Belge alıntısı ::
Kenya ve biz
Öyle kötülükler var ki artçı sarsıntıları, ilk darbeden daha yıkıcıdır. Hani virüs gibi. Virüs vücuda girer. Hissetmezsiniz bile. Fakat birkaç gün içinde vücudunuz bir virüs üretme laboratuvarına döner. Bu sizin için de çevreniz için de felakettir.
Bir yolsuzluk bir kurumu bitirmeyebilir. Bir hırsız da kurumu batırmaz. Fakat bir süre sonra hırsızlık kurumun kültürü hâline gelir. İyiler orayı terk eder. Kötüler kilit noktaları tutar. Bir hırsız iki, dört, sekiz diye artar. Artık oraya gelenler hırsızlık yapmak için gelirler. Kurumun amacı nedir; niçin kurulmuştur; umurlarında değildir. Bu sonun başlangıcıdır. İyiliğin ölümü, kokuşmuşluğun bütün bünyeyi sarması çabucak ilerler.
Dr. Laurence J. Peter 1968 tarihli Peter Prensibi eserinde tefessüh eden bir kurumu ve çöküş mekanizmalarını anlatır. Kitabın sonunda kültürü bu hâle gelmiş bir kurumun ancak yok edilip yeniden inşası gerektiğini yazar ve unutmadığım bir çizimle biter kitap. Kurum yakılmıştır. Bir kül yığınıdır; harabeden sadece ince bir duman tütmektedir.
Peter şirketlerden, kurumlardan bahsetmekteydi. Devlet kurumlardan kurulur. Fakat son tahlilde devlet de bir kurumdur. Mehmet Akif’in bu hâli tasvir eden 1913 tarihli şiirinden bir bölümü bir yıl önce bu sütuna almışım. Sadece iki mısraını tekrar edeyim:
Hâlimiz bir inhilâl etmiş vücûdun hâlidir:
Rûh-i izmihlâlimiz ahlâkın izmihlâlidir.
Hâlimiz, çözülmüş- dağılmış bir vücudun hâlidir:/ Çöküşümüzün ruhu, ahlâkın çöküşüdür.
Önem verdiğim siyaset bilimi yazarlarından Francis Fukuyama, hâlâ en büyük eseri niteliğini koruyan Siyasî Düzen serisinin Siyasî Düzen ve Siyasî Çözülme başlıklı ikinci cildinde yolsuzlukların pençesinde kıvranan devletleri ve onların halkını anlatır. (2014, Türkçesi: Profil Kitap, 2018)
Artık yolsuzluk endemiktir. Öyle ki, siyasiler âdeta, “eğer yemeyeceksek, niçin siyasete girelim?” diye sorarlar.

Nokta işaretleme setinden girdiler ::
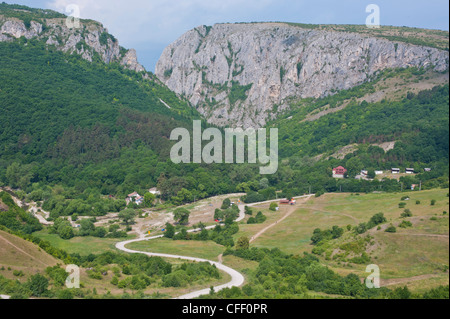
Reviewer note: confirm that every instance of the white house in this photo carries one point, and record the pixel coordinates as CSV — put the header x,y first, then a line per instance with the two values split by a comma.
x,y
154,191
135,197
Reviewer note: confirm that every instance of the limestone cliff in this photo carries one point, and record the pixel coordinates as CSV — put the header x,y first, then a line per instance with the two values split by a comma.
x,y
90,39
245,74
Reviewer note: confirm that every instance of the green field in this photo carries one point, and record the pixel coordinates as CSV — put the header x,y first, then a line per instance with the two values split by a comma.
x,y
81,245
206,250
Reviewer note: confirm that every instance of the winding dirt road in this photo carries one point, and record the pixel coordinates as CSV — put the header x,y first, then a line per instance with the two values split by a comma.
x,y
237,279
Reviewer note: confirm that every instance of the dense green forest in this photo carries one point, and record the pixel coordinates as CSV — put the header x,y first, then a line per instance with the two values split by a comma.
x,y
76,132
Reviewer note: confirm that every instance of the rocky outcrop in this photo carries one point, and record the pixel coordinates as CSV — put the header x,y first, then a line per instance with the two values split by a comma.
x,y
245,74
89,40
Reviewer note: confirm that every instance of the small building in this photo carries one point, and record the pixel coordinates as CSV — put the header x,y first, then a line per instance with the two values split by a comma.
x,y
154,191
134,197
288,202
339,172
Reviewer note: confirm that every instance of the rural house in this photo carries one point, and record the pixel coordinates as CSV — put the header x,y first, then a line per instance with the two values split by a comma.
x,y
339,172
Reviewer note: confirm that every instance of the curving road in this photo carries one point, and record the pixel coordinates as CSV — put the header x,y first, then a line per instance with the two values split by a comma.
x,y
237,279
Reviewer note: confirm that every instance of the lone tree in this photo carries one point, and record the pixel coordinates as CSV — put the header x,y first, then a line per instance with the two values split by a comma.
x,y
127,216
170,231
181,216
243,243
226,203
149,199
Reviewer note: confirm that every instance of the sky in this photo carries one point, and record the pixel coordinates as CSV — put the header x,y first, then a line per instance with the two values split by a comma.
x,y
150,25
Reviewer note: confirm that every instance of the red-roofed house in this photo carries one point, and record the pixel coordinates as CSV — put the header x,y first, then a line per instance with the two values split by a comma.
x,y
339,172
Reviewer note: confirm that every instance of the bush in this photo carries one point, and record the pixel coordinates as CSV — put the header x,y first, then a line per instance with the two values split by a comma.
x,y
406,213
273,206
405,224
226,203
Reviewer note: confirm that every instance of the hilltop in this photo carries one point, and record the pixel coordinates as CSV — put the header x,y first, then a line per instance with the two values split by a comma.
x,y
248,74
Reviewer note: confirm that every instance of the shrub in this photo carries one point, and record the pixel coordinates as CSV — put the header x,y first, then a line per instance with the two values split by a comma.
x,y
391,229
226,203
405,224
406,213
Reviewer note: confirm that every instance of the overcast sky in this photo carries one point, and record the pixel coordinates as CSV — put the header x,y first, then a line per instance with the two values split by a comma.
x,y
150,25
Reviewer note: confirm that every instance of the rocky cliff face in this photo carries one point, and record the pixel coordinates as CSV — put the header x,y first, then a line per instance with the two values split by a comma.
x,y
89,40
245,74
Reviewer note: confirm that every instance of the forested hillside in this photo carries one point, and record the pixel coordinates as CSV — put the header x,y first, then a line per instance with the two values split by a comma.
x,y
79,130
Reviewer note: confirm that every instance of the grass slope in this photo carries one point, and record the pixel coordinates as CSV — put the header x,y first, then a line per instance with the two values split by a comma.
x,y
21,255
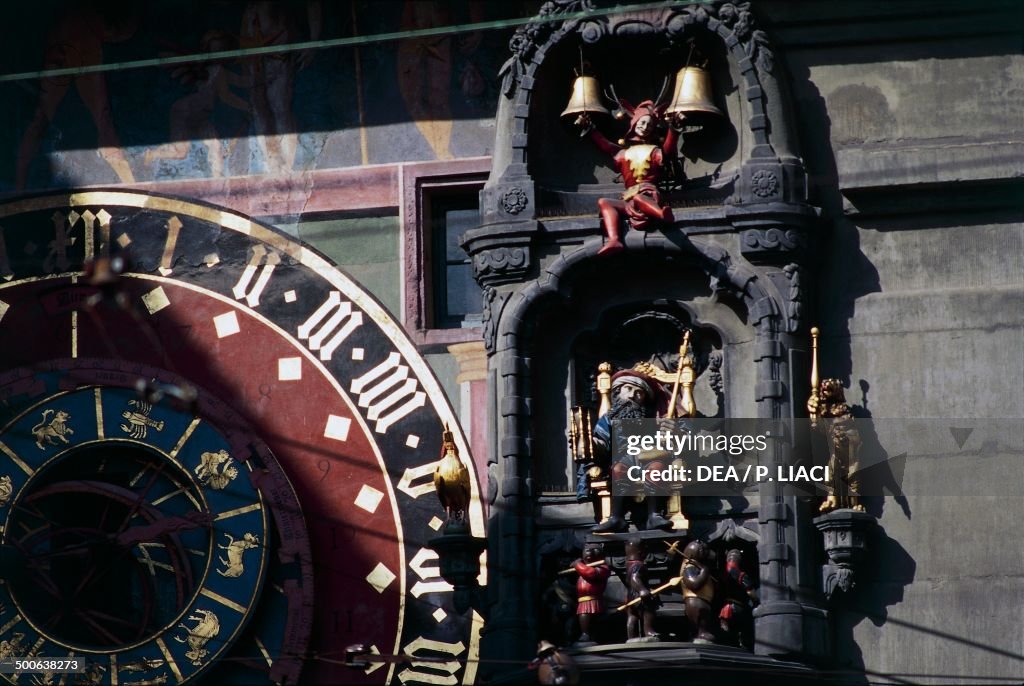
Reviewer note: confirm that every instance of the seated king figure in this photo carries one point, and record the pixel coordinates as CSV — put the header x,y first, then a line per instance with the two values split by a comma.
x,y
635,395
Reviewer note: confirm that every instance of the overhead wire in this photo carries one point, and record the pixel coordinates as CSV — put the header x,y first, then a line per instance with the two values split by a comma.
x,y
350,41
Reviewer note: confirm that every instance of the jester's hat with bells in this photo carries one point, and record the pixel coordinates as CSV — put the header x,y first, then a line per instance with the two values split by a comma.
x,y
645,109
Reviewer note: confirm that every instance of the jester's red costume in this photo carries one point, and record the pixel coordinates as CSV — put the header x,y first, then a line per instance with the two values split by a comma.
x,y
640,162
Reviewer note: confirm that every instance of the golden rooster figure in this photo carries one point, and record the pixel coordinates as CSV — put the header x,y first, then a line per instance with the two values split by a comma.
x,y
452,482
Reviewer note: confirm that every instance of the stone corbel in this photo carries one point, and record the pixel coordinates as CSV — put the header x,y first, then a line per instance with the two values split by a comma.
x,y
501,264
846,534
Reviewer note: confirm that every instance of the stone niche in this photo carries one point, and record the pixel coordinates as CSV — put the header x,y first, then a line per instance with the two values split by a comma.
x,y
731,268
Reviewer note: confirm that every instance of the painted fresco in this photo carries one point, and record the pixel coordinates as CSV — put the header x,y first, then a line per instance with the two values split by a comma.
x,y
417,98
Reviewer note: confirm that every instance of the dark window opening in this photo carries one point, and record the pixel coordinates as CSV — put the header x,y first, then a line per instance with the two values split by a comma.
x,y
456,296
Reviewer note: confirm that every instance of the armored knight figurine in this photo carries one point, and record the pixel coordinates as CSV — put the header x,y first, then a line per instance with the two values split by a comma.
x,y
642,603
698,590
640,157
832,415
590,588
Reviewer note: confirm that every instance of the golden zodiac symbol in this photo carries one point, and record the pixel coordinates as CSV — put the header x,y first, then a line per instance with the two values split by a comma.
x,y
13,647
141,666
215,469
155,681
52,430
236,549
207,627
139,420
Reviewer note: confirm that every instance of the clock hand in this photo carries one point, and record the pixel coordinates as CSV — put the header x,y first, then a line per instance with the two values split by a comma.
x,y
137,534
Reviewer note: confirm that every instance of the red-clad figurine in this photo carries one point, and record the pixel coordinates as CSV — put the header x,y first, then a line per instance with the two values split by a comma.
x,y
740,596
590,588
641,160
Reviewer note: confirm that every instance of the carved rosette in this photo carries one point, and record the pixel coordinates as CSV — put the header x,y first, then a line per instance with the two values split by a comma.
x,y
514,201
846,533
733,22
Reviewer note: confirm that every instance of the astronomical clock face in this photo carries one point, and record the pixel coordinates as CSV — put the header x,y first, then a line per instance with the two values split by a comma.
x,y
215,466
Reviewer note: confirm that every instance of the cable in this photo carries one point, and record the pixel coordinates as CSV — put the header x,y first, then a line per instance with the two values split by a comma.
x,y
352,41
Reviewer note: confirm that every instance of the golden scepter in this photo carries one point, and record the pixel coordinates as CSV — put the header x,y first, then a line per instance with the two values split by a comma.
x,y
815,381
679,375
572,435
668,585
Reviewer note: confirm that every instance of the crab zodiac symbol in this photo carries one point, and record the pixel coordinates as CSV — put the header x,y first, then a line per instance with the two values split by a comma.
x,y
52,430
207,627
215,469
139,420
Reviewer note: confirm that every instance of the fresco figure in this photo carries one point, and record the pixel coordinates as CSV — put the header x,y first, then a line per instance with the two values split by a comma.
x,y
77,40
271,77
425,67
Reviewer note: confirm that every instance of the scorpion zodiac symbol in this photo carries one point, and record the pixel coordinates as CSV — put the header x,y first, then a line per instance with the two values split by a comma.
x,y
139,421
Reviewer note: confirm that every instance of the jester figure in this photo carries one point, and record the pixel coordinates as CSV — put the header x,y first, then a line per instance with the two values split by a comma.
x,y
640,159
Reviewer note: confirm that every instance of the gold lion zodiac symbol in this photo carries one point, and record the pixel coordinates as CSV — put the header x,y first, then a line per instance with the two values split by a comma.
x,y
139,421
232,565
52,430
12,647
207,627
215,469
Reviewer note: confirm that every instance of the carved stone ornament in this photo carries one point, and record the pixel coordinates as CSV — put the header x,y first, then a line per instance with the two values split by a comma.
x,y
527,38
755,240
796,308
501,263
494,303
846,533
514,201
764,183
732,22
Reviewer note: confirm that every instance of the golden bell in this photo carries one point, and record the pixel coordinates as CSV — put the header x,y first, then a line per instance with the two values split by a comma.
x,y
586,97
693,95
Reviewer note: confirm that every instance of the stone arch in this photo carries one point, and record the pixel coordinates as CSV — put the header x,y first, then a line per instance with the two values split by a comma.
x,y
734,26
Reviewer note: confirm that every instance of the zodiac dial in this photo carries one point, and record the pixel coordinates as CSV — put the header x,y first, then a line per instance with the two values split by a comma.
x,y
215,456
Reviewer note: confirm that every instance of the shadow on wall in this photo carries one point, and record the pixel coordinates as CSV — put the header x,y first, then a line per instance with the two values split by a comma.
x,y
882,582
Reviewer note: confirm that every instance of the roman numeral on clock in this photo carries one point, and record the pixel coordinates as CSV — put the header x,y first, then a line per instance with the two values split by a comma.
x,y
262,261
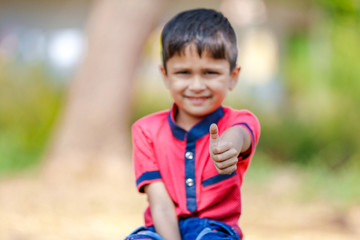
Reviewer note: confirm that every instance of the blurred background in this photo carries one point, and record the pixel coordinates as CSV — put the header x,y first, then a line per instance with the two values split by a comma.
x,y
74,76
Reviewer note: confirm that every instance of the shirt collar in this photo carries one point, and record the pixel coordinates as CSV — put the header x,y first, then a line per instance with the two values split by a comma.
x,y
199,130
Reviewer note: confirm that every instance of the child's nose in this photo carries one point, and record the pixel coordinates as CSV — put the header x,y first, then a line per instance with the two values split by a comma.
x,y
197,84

Yönerge 1 :: Yolsuzluk yazısında "Dr. Laurence J." sözleriyle başlayıp "ruhu, ahlâkın çöküşüdür." sözlerine kadar uzanan kısmı, "ince bir duman" yerine "kara bir duman" koyarak güncellenmiş hâliyle yeniden yazar mısınız?
Yönerge 2 :: Girdilerde "figure" dizesini içeren her satırı olduğu gibi döndürür müsünüz? Büyük-küçük harf ayrımı dikkate alınmalıdır.
Yolsuzluk yazısı ile girdiler arasında hiçbir bağ yoktur.

Cevap 1 ::
Dr. Laurence J. Peter 1968 tarihli Peter Prensibi eserinde tefessüh eden bir kurumu ve çöküş mekanizmalarını anlatır. Kitabın sonunda kültürü bu hâle gelmiş bir kurumun ancak yok edilip yeniden inşası gerektiğini yazar ve unutmadığım bir çizimle biter kitap. Kurum yakılmıştır. Bir kül yığınıdır; harabeden sadece kara bir duman tütmektedir.
Peter şirketlerden, kurumlardan bahsetmekteydi. Devlet kurumlardan kurulur. Fakat son tahlilde devlet de bir kurumdur. Mehmet Akif’in bu hâli tasvir eden 1913 tarihli şiirinden bir bölümü bir yıl önce bu sütuna almışım. Sadece iki mısraını tekrar edeyim:
Hâlimiz bir inhilâl etmiş vücûdun hâlidir:
Rûh-i izmihlâlimiz ahlâkın izmihlâlidir.
Hâlimiz, çözülmüş- dağılmış bir vücudun hâlidir:/ Çöküşümüzün ruhu, ahlâkın çöküşüdür.

Cevap 2 ::
Reviewer note: confirm that every instance of the seated king figure in this photo carries one point, and record the pixel coordinates as CSV — put the header x,y first, then a line per instance with the two values split by a comma.
Reviewer note: confirm that every instance of the golden rooster figure in this photo carries one point, and record the pixel coordinates as CSV — put the header x,y first, then a line per instance with the two values split by a comma.
Reviewer note: confirm that every instance of the fresco figure in this photo carries one point, and record the pixel coordinates as CSV — put the header x,y first, then a line per instance with the two values split by a comma.
Reviewer note: confirm that every instance of the jester figure in this photo carries one point, and record the pixel coordinates as CSV — put the header x,y first, then a line per instance with the two values split by a comma.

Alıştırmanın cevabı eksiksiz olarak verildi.